Output the listing below as a JSON list of strings, one string for each line, with blank lines left out. Cover the entire listing, but leave the pictures out.

Begin Provided data

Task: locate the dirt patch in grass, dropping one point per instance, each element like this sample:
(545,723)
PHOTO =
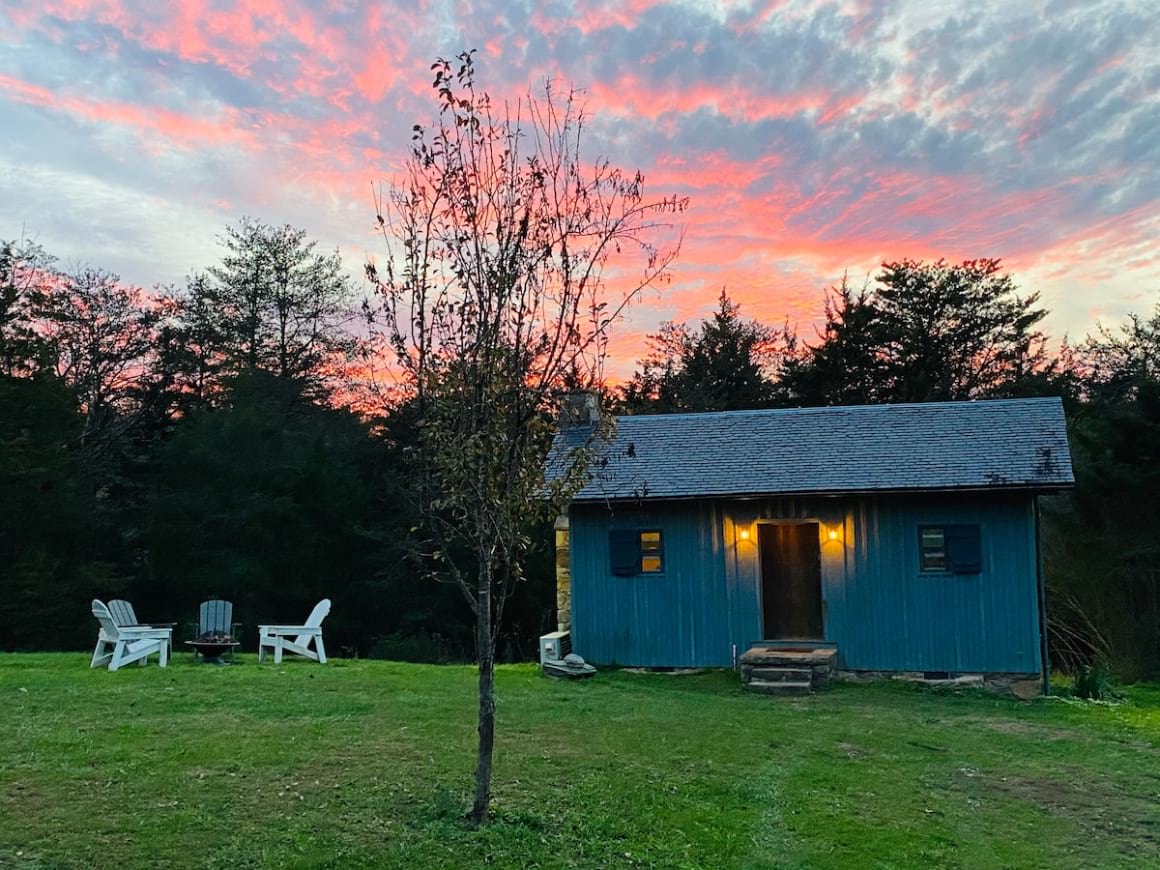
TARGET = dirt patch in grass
(1026,729)
(1099,810)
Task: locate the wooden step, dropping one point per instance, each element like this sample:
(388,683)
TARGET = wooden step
(820,659)
(782,675)
(780,687)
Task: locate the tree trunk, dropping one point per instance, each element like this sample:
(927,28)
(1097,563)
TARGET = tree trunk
(486,652)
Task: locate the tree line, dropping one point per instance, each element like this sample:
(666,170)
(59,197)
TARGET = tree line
(182,443)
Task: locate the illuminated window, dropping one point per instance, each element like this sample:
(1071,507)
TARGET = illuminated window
(633,552)
(652,558)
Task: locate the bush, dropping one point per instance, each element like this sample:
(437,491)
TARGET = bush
(1094,682)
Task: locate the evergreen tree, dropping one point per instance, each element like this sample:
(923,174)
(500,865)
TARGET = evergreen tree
(726,364)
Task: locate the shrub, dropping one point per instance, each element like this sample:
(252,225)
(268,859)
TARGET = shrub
(1094,682)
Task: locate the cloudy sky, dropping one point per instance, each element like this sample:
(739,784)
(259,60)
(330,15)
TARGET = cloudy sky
(813,137)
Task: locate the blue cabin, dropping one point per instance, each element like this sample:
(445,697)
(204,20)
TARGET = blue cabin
(901,536)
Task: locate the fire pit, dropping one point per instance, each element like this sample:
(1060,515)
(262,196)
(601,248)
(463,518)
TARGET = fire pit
(212,646)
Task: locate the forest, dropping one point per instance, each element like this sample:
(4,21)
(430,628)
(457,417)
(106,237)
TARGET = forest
(238,437)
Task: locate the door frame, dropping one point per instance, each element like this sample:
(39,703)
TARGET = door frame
(761,577)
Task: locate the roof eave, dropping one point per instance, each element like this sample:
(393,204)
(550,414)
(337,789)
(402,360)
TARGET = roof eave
(1036,488)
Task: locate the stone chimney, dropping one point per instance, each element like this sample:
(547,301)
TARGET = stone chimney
(580,408)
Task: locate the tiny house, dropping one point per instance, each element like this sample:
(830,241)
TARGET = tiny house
(897,537)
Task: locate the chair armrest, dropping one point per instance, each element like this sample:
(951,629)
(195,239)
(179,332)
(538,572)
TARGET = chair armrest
(287,629)
(140,632)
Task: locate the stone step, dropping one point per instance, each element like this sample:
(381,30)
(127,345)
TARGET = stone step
(780,687)
(782,675)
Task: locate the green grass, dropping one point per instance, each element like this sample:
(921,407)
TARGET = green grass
(368,763)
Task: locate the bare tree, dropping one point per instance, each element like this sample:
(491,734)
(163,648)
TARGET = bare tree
(493,297)
(102,339)
(26,275)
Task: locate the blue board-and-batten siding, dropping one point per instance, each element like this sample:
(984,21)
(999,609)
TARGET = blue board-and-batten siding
(881,611)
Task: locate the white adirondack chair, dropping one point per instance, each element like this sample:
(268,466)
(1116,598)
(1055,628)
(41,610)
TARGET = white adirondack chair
(125,617)
(296,638)
(123,645)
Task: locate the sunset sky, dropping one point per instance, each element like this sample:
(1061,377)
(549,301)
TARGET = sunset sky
(813,138)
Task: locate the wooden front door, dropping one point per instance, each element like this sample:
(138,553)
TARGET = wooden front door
(790,581)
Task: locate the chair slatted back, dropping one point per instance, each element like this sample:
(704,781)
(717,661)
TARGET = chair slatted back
(216,616)
(122,613)
(318,614)
(103,616)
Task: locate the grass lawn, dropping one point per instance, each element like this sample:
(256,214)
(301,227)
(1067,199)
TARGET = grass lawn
(368,763)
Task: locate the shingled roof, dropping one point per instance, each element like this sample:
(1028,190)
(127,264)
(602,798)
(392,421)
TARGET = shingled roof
(1001,444)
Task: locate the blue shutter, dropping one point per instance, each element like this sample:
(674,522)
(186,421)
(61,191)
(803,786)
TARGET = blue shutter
(624,548)
(964,549)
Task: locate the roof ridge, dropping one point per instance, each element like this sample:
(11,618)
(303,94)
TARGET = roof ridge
(833,408)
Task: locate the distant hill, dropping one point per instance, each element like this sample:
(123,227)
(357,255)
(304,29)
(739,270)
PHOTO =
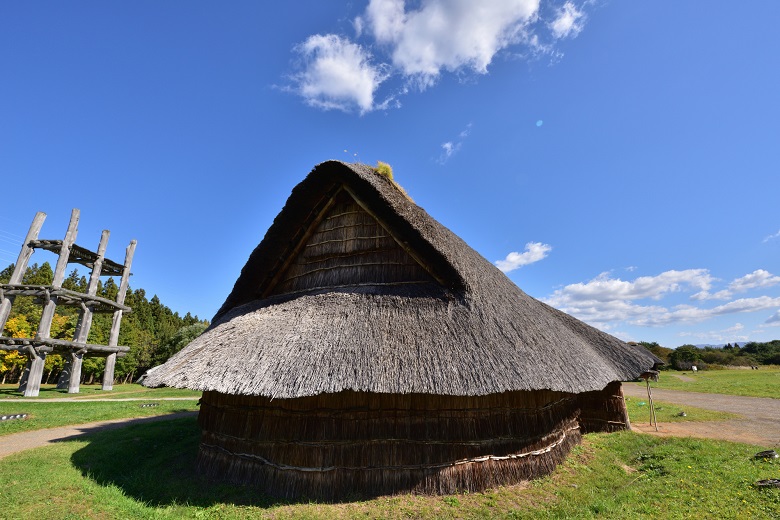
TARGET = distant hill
(721,345)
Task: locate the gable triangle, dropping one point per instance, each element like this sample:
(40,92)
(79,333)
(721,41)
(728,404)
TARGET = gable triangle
(348,247)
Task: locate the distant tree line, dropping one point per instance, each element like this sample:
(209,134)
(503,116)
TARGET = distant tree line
(750,354)
(152,331)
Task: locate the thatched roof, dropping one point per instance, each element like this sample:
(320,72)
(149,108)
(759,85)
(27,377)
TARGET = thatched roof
(456,325)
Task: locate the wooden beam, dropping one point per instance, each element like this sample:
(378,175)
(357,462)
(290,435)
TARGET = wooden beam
(44,329)
(113,338)
(293,254)
(85,317)
(33,386)
(77,359)
(404,245)
(21,266)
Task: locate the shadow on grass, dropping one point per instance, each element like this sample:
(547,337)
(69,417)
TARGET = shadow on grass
(154,462)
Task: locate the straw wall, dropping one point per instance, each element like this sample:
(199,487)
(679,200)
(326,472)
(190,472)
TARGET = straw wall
(603,410)
(349,444)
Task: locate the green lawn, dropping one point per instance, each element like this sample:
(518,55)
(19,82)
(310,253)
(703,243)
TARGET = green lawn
(639,412)
(147,471)
(95,391)
(764,382)
(50,415)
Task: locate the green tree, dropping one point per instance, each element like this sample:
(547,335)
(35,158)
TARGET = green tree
(683,357)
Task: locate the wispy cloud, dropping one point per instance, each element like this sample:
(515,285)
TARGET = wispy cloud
(774,320)
(772,237)
(758,279)
(418,42)
(605,299)
(718,336)
(534,251)
(755,280)
(450,148)
(569,21)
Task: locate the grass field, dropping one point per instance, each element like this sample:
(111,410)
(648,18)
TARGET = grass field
(44,413)
(95,391)
(764,382)
(639,411)
(147,471)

End Provided data

» Response for this exercise
[
  "Task: locate the dirt patch in grass, dropping one point per instance, each element like this sample:",
  "(545,723)",
  "PHOTO =",
  "TARGET = dirt patch in grass",
  "(1026,729)",
  "(1099,810)",
  "Task: locate the wooden step, dropping one point per instance, each element like this sample:",
  "(388,683)",
  "TARGET = wooden step",
  "(820,659)",
  "(782,675)",
  "(780,687)",
  "Task: locate the tree trunk, dropping one point per instance, each element like this sample:",
  "(927,28)",
  "(1097,563)",
  "TARGET = tree trunk",
  "(486,652)",
  "Task: locate the tree line, dropping one point per instance, each element like this sample:",
  "(666,170)",
  "(59,197)",
  "TARGET = tree line",
  "(182,443)",
  "Task: locate the illuminated window, dropping one point per instance, each element like this sample:",
  "(1071,507)",
  "TARGET = illuminated window",
  "(633,552)",
  "(652,558)",
  "Task: locate the bush, dropping one point per instance, each element like this sample:",
  "(437,491)",
  "TARGET = bush",
  "(1094,682)",
  "Task: locate the evergreen tree, dropping one point per instance, each element like this sample:",
  "(923,174)",
  "(500,865)",
  "TARGET = evergreen tree",
  "(726,364)",
  "Task: locate the shrub, dropping one point per instance, each element like this sample:",
  "(252,225)",
  "(268,859)",
  "TARGET = shrub",
  "(1094,682)",
  "Task: locate the cloudy sky, dropping one point per instance, each element like this sample:",
  "(739,784)",
  "(259,60)",
  "(330,15)",
  "TARGET = cloudy sky",
  "(813,137)",
  "Task: locate the blue cabin, dropping one point per instance, each element like this sample:",
  "(445,697)",
  "(204,20)",
  "TARGET = blue cabin",
  "(901,536)",
  "Task: locate the fire pit, dropping one point per instance, each element like this sample:",
  "(1060,515)",
  "(262,196)",
  "(601,248)",
  "(463,518)",
  "TARGET = fire pit",
  "(212,646)",
  "Task: locate the forest, dropping one point per instance, each element like this sample:",
  "(4,21)",
  "(430,628)",
  "(457,417)",
  "(106,237)",
  "TARGET = forest",
  "(238,437)",
  "Task: locate the door frame, dropping one point per instance, each element like this sample:",
  "(39,703)",
  "TARGET = door frame",
  "(761,577)",
  "Task: locate the roof eave, dropping one point per instance, each element like this sample:",
  "(393,204)",
  "(550,414)",
  "(337,789)",
  "(402,360)",
  "TARGET = roof eave",
  "(1036,488)",
  "Task: locate the stone chimney, dropping one point per instance, each element like this sample:",
  "(547,301)",
  "TARGET = stone chimney",
  "(580,408)",
  "Task: locate the tiny house, dropping one point per instance, each element like this sample:",
  "(830,241)",
  "TARGET = tiny house",
  "(897,537)",
  "Task: locate the chair armrest, dropping one point per instance, each element like this sample:",
  "(951,629)",
  "(195,239)",
  "(179,332)",
  "(538,572)",
  "TARGET = chair armrest",
  "(287,629)",
  "(140,632)",
  "Task: locate the stone step, dropping one point per instance, each element like this sample:",
  "(381,30)",
  "(127,345)",
  "TARGET = stone step",
  "(780,687)",
  "(782,675)",
  "Task: locate the green grass, dropping one point per instance, each element like this sample:",
  "(921,407)",
  "TARGET = green grass",
  "(368,763)",
  "Task: locate the bare tree, dropping one point per instance, each element like this sample:",
  "(491,734)",
  "(163,648)",
  "TARGET = bare tree",
  "(493,297)",
  "(102,339)",
  "(26,275)",
  "Task: locate the blue board-and-batten siding, dropping one point per instance, each element like this sample:",
  "(984,21)",
  "(999,609)",
  "TARGET = blue board-and-batten siding",
  "(881,611)",
  "Task: locate the white adirondack chair, dropping one point per instance, each element like this sample:",
  "(268,466)",
  "(1116,598)",
  "(1055,628)",
  "(41,610)",
  "TARGET = white adirondack chair",
  "(125,617)",
  "(296,638)",
  "(123,645)",
  "Task: locate the sunset sky, dropping one point per instance, each element like this sample:",
  "(1061,377)",
  "(549,301)",
  "TARGET = sunset sky",
  "(813,138)",
  "Task: locate the wooden front door, dropping one point per instance, each element like this sample:",
  "(138,553)",
  "TARGET = wooden front door",
  "(790,581)",
  "Task: locate the chair slatted back, dropping one point per instance, each element like this sample:",
  "(704,781)",
  "(717,661)",
  "TARGET = chair slatted back",
  "(216,616)",
  "(122,613)",
  "(318,614)",
  "(103,616)",
  "Task: locate the grass lawn, dropping one point per instance, each element like this sample:",
  "(256,214)",
  "(301,227)",
  "(1067,199)",
  "TARGET = grass lawn",
  "(368,763)",
  "Task: locate the shingled roof, dropping one point per instance, each element like this sample:",
  "(1028,190)",
  "(127,264)",
  "(602,798)",
  "(392,421)",
  "TARGET = shingled roof",
  "(1001,444)",
  "Task: locate the blue shutter, dropping one point per instance, each element like this sample:",
  "(674,522)",
  "(186,421)",
  "(61,191)",
  "(803,786)",
  "TARGET = blue shutter",
  "(624,548)",
  "(964,549)",
  "Task: locate the roof ridge, dropping one point per instance, each element like this sample:",
  "(11,618)",
  "(303,94)",
  "TARGET = roof ridge",
  "(833,408)",
  "Task: locate the distant hill, dropping one point per instance, each element like this sample:",
  "(123,227)",
  "(357,255)",
  "(304,29)",
  "(739,270)",
  "PHOTO =",
  "TARGET = distant hill",
  "(721,345)",
  "Task: locate the gable triangle, dropping one point per instance, each element like this sample:",
  "(40,92)",
  "(79,333)",
  "(721,41)",
  "(728,404)",
  "TARGET = gable triangle",
  "(348,247)",
  "Task: locate the distant tree line, dropping one point per instance, each element like this sample:",
  "(209,134)",
  "(503,116)",
  "TARGET = distant tree line",
  "(750,354)",
  "(152,331)",
  "Task: locate the thatched roof, dropping one point per instance, each element like this sample:",
  "(320,72)",
  "(149,108)",
  "(759,85)",
  "(27,377)",
  "TARGET = thatched roof",
  "(456,325)",
  "Task: locate the wooden beam, dropping one point per instance, each element like this sample:",
  "(378,175)",
  "(357,462)",
  "(290,435)",
  "TARGET = wooden beam",
  "(44,329)",
  "(113,338)",
  "(293,254)",
  "(85,317)",
  "(33,386)",
  "(77,359)",
  "(404,245)",
  "(21,266)",
  "Task: locate the shadow on grass, dropping one point per instance, each element like this sample:",
  "(547,337)",
  "(69,417)",
  "TARGET = shadow on grass",
  "(154,462)",
  "Task: locate the straw wall, dropping one point per instance, each element like this sample:",
  "(199,487)",
  "(679,200)",
  "(326,472)",
  "(190,472)",
  "TARGET = straw wall",
  "(603,410)",
  "(349,444)",
  "Task: locate the green lawn, dropping one point per instance, each element like this sample:",
  "(518,55)",
  "(19,82)",
  "(310,253)",
  "(703,243)",
  "TARGET = green lawn",
  "(639,412)",
  "(147,471)",
  "(95,391)",
  "(764,382)",
  "(50,415)",
  "Task: locate the green tree, dropping one point per instance, each element like this sample:",
  "(547,335)",
  "(35,158)",
  "TARGET = green tree",
  "(683,357)",
  "Task: locate the wispy cloud, dropping one point per instance, each element like this sample:",
  "(515,285)",
  "TARGET = wispy cloud",
  "(774,320)",
  "(772,237)",
  "(758,279)",
  "(418,42)",
  "(605,299)",
  "(718,336)",
  "(534,251)",
  "(755,280)",
  "(450,148)",
  "(569,21)",
  "Task: locate the grass field, dropping one point per instance, each element like this sample:",
  "(111,410)",
  "(648,18)",
  "TARGET = grass field",
  "(44,413)",
  "(95,391)",
  "(764,382)",
  "(639,411)",
  "(147,471)"
]